■ **Reading text**
╭──
But we should also dismiss those who argue that the meeting is “such a nothing” (in the words of Trump Jr.). We can do so because that runs counter to months of insistent denial that there was any connection between the Trump campaign and the Russian government. It now seems clear that several members of that campaign were willing to make a connection.

Moreover, depending on how deep the Trump campaign’s connections with Russia turn out to be, it’s conceivable we will begin to hear serious — as opposed to silly — talk of impeachment. But we are not there yet.

We can dismiss the charge of treason quickly. The Constitution supplies a careful definition of that odious crime, one designed to make it more difficult to charge someone with the offense: “Treason against the United States, shall consist only in levying war against them, or in adhering to their enemies, giving them aid and comfort.”

Trump Jr. has not taken up arms against the United States, and, despite the uproar over Putin’s electoral interference, we are not at war with Russia. Hence Trump Jr., even if he is somehow assisting Russia, cannot be giving aid and comfort to an enemy. Asserting that Trump’s actions border on treason is akin to insisting that the United States borders on Myanmar.

There’s less to the argument about an “illegal campaign contribution” than meets the eye

Because the first claim rests largely on overheated rhetoric, the second, that Trump Jr. violated federal election laws, appears reasonable, at least by comparison. Under federal law, foreign governments cannot contribute to American election campaigns. Moreover, it is a crime for Americans to ask for (“solicit”) a contribution from foreign governments. By saying that he would “love” information about an allegation that individuals tied to Russia had funded the Democratic National Committee and were supporting Hillary Clinton, Trump Jr. is said to have solicited that illegal foreign contribution. Ironically, under this view, trying to uncover supposed illegal contributions by one’s political opponent can itself generate an illegal contribution.

The claim turns on a series of arguments, each of which is problematic and some of which are rather dubious, at least by my lights. (In this, I agree with the comments of my colleague Eugene Volokh, of the University of California Los Angeles and the Volokh Conspiracy blog.) For Trump Jr. to be convicted of a crime, he would have had to “knowingly and willfully” “solicit” a “contribution” from the Russian government — with a contribution being defined under the law as “ a gift ... or anything of value.”

Obviously, if Trump Jr. had written to the Russian government requesting a campaign gift, he would have solicited a donation. If he knew this act was forbidden, then he could be sent to jail. But what apparently occurred — at least from what we know so far — is quite removed from this scenario.

Some are claiming that supplying any useful information to a campaign counts under the law as something “of value.” To be sure, there are specific administrative rules that signal that sharing polling data with a campaign can constitute a contribution. And there is a Federal Election Commission ruling saying that supplying a candidate with a list of influential activists is a contribution. But to my knowledge, neither a court nor the FEC has ever said that any useful information conveyed to a campaign is, absent an exemption, a contribution, whatever its source.
╰──
[Lines for labeling points]
╭──
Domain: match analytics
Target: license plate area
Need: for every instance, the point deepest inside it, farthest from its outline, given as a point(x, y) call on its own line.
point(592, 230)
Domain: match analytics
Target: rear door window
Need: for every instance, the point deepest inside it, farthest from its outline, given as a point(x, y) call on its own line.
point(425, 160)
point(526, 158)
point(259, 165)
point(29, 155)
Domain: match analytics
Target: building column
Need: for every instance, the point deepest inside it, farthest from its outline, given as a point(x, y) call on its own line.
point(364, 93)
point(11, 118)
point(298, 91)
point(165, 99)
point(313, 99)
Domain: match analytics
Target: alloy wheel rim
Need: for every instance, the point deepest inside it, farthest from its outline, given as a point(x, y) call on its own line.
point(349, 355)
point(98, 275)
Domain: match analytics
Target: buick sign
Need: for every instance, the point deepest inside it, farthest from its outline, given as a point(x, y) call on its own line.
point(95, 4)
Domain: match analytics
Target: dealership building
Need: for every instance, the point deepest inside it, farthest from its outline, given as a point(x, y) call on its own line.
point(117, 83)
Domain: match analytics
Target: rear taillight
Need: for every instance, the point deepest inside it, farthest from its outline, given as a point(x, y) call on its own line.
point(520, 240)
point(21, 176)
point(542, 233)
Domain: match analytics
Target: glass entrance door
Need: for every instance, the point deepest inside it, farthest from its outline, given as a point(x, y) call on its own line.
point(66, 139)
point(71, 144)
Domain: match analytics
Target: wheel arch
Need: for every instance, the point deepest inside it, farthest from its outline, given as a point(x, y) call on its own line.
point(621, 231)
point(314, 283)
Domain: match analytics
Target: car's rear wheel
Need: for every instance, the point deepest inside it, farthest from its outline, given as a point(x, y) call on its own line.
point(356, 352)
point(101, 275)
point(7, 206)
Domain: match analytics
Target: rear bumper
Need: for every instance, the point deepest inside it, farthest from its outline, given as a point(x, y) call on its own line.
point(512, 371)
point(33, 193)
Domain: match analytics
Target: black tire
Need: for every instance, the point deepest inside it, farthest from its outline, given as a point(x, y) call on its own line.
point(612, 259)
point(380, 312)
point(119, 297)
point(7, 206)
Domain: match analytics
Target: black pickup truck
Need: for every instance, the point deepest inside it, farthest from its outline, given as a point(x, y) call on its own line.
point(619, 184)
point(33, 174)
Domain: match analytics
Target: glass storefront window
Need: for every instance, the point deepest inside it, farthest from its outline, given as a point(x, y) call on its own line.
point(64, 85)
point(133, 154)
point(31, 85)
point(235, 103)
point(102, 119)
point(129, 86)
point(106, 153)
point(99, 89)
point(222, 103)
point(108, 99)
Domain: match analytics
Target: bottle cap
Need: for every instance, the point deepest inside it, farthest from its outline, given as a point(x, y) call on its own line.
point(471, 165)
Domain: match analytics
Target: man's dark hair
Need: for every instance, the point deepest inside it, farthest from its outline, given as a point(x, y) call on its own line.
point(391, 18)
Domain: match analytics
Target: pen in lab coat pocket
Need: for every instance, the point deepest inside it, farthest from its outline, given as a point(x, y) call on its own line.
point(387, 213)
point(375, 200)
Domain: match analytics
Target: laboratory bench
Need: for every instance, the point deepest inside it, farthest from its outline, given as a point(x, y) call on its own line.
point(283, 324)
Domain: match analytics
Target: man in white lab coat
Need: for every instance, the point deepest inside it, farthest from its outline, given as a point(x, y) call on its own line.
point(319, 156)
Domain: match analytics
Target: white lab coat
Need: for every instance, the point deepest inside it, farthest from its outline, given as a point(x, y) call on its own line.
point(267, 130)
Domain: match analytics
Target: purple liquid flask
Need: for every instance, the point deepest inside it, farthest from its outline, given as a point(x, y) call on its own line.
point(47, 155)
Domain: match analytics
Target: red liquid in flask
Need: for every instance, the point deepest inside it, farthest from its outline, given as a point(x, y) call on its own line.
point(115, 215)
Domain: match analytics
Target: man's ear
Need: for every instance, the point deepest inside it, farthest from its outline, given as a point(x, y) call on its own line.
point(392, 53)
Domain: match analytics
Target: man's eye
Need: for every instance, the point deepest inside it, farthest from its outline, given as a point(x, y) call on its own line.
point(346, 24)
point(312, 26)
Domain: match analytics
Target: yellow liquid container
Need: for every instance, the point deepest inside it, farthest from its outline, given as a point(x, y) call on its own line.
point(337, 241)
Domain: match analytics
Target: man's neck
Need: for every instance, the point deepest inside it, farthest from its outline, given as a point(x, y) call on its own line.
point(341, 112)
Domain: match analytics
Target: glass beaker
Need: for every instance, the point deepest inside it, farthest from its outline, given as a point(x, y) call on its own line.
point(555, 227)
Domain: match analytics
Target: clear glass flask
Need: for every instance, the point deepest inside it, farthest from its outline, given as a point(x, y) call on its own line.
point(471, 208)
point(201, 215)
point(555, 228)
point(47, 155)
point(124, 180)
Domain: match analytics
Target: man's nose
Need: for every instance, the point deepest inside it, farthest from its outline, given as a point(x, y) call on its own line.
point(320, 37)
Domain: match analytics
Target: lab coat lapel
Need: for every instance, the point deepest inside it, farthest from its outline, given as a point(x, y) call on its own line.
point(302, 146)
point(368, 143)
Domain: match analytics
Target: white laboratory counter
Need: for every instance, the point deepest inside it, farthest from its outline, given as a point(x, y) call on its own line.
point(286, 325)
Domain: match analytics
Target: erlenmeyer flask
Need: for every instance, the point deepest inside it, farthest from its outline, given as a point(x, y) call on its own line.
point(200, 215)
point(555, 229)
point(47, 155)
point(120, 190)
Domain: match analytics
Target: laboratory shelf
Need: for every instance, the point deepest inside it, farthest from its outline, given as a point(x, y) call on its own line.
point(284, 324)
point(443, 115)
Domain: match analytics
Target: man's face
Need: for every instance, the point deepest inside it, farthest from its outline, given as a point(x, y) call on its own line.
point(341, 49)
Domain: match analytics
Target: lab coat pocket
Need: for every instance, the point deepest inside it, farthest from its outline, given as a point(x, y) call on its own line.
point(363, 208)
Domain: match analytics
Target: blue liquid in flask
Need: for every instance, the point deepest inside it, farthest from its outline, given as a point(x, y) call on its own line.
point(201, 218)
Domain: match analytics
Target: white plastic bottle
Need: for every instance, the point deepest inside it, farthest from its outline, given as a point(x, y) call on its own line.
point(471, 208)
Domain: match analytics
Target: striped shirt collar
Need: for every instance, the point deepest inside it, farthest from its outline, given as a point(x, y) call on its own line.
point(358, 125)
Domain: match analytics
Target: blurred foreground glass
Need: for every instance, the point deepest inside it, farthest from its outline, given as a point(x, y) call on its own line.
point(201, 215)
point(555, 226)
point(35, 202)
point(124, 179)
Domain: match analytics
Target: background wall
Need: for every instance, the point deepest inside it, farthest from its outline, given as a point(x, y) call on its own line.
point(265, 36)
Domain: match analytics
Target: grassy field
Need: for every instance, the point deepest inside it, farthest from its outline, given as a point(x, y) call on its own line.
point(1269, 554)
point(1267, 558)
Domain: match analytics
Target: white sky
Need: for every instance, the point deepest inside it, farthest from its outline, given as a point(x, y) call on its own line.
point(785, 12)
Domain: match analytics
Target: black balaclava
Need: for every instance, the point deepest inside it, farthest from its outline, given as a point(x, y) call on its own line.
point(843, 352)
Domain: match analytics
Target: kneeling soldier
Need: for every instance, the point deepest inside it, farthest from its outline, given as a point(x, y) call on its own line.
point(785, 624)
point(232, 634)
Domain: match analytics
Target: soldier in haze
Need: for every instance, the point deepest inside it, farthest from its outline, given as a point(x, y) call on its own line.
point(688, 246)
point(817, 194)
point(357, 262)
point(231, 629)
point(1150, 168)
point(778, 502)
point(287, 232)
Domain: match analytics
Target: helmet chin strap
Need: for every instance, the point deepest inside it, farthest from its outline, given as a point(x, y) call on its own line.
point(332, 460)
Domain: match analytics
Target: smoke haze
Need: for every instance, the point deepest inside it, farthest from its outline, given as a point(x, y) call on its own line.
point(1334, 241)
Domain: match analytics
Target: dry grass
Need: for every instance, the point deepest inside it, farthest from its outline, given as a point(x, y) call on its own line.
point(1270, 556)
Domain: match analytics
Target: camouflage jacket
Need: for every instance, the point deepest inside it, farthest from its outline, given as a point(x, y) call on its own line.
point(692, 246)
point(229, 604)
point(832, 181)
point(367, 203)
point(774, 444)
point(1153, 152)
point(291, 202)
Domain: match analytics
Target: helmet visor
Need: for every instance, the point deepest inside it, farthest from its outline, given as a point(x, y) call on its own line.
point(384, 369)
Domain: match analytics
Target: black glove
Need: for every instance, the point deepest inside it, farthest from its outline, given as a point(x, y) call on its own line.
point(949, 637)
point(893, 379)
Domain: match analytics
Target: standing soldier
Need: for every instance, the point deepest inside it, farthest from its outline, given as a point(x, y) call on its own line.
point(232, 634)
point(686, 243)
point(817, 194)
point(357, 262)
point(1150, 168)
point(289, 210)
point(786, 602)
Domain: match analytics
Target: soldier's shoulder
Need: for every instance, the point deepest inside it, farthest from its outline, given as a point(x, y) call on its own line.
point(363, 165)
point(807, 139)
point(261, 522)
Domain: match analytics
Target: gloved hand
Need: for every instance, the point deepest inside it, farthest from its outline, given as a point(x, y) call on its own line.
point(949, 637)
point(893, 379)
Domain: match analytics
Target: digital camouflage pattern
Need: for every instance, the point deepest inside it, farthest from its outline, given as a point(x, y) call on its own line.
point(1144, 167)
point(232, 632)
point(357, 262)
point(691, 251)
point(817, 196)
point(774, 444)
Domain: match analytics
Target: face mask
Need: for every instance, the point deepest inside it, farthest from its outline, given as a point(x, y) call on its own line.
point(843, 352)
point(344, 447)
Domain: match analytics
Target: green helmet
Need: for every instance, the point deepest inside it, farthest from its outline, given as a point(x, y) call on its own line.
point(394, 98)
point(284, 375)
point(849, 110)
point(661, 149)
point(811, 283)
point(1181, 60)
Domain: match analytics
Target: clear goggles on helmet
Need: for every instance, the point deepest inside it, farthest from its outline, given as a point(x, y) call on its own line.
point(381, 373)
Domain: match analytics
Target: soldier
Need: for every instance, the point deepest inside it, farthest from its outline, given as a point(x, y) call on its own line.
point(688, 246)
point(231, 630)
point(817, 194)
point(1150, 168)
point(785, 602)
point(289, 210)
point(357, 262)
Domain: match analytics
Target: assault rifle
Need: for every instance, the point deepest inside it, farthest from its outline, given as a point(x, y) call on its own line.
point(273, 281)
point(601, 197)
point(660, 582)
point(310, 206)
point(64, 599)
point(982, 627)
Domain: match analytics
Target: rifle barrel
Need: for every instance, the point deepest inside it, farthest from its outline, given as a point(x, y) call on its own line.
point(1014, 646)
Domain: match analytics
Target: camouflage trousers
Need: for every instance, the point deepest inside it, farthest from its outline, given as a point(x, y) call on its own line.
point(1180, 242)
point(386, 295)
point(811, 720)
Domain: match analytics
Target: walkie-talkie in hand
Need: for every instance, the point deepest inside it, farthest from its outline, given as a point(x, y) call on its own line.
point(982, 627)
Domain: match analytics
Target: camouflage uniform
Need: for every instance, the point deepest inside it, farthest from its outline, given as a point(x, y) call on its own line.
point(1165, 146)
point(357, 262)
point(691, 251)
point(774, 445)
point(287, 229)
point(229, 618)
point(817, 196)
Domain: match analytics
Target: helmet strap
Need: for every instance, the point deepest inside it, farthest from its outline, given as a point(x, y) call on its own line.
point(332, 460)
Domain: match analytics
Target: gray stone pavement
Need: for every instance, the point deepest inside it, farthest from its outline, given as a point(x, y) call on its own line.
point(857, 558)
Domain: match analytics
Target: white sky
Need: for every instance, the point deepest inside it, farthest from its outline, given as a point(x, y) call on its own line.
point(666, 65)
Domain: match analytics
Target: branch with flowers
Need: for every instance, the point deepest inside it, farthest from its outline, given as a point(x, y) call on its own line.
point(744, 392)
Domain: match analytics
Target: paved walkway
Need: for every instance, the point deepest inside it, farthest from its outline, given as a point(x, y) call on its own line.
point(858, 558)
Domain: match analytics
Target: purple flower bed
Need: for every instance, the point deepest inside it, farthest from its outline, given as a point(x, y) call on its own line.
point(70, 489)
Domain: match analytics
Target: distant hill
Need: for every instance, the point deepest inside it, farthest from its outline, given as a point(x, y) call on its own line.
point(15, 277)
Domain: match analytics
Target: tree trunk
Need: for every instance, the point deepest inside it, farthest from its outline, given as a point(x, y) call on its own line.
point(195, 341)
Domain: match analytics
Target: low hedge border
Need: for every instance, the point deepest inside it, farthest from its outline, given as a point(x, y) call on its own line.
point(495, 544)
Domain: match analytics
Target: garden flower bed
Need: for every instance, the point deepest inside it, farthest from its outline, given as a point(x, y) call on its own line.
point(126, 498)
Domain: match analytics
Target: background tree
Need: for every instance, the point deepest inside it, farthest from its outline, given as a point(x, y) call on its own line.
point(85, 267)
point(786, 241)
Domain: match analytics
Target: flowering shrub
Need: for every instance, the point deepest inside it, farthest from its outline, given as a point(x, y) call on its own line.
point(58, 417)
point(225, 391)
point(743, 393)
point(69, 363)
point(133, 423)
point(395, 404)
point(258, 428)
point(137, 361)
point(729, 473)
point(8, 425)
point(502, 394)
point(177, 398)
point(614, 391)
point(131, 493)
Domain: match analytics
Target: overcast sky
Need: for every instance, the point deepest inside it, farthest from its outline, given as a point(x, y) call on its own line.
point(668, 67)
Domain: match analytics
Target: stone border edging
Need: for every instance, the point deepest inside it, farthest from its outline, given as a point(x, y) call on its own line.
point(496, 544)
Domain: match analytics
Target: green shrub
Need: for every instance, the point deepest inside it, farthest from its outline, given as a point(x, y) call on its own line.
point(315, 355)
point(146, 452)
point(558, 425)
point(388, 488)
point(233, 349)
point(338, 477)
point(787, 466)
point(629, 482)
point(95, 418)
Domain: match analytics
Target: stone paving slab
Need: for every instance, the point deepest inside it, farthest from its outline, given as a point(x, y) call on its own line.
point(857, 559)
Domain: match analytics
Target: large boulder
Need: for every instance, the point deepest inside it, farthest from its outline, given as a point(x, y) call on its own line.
╰──
■ **Exercise instructions**
Decide whether each statement agrees with the commentary on treason and campaign contributions, answering yes or no and quoting the deciding words: 1. The Constitution defines treason in part as levying war against the United States. 2. The United States is at war with Russia. 3. The Federal Election Commission has ruled that supplying a candidate with a list of influential activists is a contribution. The lines have nothing to do with the commentary.

■ **Response to the exercise**
1. Yes: "Treason against the United States, shall consist only in levying war against them, or in adhering to their enemies, giving them aid and comfort."
2. No: "we are not at war with Russia."
3. Yes: "there is a Federal Election Commission ruling saying that supplying a candidate with a list of influential activists is a contribution."